Exercise » If a line in the data below holds the word "nail", copy it.

Data for this task »
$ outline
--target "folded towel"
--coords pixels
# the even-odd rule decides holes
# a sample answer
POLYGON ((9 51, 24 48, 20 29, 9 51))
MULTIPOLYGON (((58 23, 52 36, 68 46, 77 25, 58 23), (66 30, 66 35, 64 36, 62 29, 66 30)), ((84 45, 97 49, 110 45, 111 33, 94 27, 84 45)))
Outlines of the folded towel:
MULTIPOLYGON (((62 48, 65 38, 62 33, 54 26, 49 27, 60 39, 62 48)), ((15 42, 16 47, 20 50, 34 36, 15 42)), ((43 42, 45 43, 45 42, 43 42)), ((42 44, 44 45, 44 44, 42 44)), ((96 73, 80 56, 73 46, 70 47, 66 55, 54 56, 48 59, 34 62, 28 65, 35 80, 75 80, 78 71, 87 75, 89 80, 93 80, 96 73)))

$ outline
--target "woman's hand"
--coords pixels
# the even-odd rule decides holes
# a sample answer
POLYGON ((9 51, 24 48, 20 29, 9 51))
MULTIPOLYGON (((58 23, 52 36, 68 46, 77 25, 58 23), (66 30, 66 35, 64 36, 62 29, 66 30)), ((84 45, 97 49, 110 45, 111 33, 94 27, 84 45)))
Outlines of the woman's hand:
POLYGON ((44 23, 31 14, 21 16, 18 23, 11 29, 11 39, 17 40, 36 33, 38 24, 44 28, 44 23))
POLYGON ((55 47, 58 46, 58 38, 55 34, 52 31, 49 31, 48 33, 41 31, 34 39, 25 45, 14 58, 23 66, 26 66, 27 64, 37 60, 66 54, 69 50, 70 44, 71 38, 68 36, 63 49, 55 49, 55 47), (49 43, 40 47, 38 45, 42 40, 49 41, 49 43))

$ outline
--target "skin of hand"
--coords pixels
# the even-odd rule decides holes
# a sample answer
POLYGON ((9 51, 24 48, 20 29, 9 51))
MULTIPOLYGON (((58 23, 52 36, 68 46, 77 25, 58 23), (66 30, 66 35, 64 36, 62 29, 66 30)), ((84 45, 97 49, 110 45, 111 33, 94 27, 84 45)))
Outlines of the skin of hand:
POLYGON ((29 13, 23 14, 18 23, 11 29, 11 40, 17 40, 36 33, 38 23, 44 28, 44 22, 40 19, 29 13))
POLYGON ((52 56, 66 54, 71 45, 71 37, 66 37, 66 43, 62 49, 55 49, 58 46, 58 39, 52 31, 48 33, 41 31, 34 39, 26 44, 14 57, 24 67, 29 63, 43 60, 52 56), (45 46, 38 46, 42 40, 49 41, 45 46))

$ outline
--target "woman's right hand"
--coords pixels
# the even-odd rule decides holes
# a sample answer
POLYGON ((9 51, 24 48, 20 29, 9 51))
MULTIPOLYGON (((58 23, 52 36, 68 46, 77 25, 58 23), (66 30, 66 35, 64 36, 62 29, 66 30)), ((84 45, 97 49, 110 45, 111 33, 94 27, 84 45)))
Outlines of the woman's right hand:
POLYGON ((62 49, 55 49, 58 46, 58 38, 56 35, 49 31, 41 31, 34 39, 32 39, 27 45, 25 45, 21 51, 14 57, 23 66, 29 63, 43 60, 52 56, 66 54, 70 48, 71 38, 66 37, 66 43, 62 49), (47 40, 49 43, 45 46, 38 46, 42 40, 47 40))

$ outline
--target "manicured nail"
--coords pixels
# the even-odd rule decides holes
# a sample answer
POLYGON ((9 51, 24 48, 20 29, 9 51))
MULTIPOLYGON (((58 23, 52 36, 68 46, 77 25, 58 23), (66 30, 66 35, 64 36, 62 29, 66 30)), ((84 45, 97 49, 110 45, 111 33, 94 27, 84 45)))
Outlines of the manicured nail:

Exercise solution »
--target "manicured nail"
Outlines of the manicured nail:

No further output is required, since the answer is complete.